*** Supplied records

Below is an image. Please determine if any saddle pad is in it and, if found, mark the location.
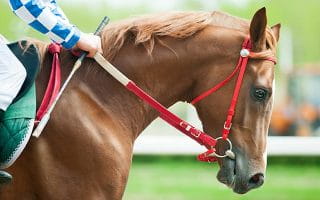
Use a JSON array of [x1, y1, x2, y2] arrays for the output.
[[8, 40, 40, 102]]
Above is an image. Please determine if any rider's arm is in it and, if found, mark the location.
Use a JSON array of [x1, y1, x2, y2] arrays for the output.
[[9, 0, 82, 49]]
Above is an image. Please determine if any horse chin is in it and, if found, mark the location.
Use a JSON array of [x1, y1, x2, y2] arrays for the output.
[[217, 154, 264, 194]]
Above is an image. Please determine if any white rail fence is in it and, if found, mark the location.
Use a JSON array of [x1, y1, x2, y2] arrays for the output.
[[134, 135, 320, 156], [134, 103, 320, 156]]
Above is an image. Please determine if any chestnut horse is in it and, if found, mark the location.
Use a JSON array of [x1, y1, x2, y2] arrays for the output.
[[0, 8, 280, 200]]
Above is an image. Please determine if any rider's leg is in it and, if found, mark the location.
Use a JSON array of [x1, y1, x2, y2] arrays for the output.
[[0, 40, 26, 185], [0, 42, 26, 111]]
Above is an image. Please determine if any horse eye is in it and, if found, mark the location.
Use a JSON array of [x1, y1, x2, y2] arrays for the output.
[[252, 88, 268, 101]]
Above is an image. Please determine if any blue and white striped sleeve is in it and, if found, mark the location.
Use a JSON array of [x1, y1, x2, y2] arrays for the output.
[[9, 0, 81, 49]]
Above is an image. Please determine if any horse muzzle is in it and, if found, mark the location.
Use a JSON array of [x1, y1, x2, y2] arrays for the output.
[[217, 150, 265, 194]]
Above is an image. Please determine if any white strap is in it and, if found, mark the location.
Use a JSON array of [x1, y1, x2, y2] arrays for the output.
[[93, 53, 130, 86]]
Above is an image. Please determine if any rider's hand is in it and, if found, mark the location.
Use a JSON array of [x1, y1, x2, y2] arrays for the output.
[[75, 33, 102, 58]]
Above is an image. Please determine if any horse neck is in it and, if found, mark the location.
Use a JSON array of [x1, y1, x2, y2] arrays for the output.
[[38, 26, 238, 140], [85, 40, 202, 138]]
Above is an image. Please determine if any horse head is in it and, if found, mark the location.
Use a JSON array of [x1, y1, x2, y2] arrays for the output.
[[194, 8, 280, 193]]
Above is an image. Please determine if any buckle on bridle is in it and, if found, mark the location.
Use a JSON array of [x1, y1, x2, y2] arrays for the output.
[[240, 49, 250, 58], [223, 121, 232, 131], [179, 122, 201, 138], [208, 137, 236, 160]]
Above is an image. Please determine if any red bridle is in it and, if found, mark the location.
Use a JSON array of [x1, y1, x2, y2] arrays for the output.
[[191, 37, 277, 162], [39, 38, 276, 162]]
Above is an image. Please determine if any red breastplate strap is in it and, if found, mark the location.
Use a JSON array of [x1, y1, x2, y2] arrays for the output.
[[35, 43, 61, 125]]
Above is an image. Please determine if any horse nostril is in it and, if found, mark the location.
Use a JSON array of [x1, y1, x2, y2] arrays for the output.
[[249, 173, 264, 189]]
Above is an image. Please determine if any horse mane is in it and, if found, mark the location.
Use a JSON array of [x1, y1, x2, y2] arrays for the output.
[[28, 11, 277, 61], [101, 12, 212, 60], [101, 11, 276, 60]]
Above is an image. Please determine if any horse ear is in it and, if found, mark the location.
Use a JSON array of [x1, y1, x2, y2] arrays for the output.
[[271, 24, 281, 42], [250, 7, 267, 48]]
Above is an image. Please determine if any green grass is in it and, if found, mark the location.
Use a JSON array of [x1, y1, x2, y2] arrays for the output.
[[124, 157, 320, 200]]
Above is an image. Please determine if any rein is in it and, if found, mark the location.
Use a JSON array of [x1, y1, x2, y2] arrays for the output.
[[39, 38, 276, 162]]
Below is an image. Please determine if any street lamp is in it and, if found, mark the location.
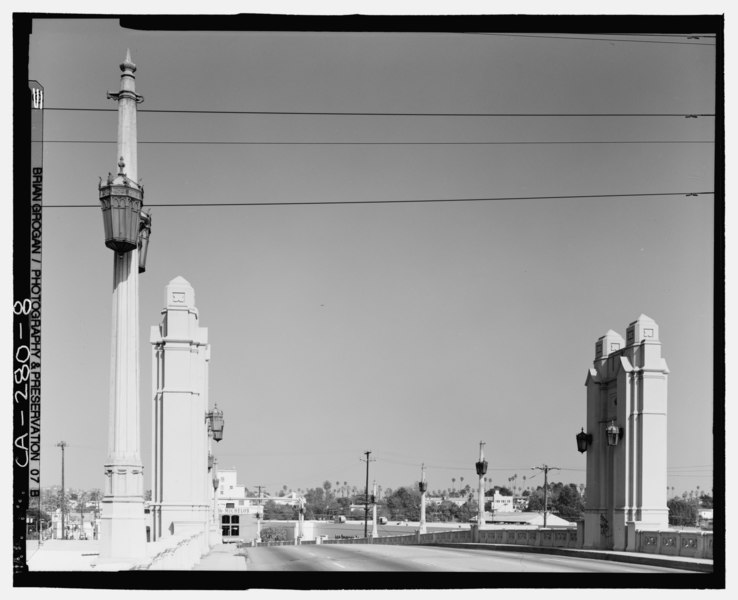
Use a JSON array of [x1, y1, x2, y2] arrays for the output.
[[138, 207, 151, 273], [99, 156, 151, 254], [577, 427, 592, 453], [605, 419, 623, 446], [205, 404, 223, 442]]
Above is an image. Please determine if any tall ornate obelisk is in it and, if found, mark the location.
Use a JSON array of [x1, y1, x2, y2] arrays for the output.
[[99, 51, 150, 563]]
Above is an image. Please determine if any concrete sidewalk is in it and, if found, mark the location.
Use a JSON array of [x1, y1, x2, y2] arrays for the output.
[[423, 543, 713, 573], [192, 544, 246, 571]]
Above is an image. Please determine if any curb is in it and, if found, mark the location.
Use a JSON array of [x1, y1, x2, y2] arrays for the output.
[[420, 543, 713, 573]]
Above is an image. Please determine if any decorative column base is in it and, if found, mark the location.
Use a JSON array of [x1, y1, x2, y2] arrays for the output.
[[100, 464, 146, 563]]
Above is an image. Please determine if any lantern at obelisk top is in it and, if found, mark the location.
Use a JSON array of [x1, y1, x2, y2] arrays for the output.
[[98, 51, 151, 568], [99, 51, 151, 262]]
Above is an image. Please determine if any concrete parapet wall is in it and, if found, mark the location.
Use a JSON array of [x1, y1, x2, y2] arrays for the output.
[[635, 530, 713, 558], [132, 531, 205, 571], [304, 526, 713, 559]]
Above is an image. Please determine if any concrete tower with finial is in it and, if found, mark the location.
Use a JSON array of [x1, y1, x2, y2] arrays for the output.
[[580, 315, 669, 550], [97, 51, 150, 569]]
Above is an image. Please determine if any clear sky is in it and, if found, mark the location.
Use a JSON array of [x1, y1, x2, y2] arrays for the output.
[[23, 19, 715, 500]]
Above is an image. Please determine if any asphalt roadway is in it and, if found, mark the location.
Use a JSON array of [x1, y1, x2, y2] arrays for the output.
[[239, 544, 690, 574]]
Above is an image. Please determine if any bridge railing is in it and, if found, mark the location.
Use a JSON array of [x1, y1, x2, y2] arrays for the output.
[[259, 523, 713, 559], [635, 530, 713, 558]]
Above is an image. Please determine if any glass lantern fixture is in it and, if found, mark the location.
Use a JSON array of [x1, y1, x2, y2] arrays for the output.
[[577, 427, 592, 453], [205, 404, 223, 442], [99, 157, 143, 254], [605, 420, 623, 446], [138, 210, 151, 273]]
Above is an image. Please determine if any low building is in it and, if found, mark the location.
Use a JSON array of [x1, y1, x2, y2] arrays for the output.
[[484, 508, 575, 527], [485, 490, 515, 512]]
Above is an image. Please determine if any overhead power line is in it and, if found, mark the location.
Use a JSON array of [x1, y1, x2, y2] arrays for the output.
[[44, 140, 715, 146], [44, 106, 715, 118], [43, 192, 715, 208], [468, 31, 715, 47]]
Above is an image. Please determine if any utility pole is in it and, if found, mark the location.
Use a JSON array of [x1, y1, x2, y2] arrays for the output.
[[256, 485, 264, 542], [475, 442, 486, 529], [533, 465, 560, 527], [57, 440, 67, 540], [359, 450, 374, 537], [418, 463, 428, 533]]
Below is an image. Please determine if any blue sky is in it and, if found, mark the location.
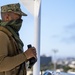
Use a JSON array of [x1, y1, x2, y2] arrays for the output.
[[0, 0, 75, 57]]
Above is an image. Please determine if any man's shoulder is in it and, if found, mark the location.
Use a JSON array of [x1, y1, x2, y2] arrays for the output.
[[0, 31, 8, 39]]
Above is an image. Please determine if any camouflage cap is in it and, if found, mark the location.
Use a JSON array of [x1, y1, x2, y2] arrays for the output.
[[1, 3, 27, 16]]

******

## Directive:
Scale the bounding-box coordinates in the answers by 1.9 and give again every line from the first one through the line with "[[8, 40, 40, 102]]", requests included. Round each result to a whole number with halves going up, and leave the pictures out.

## Exercise response:
Below is an image. Please determine if any saddle pad is in it and, if found, mark the location.
Use a JSON array of [x1, y1, x2, y2] arrays for the output.
[[15, 76, 76, 194]]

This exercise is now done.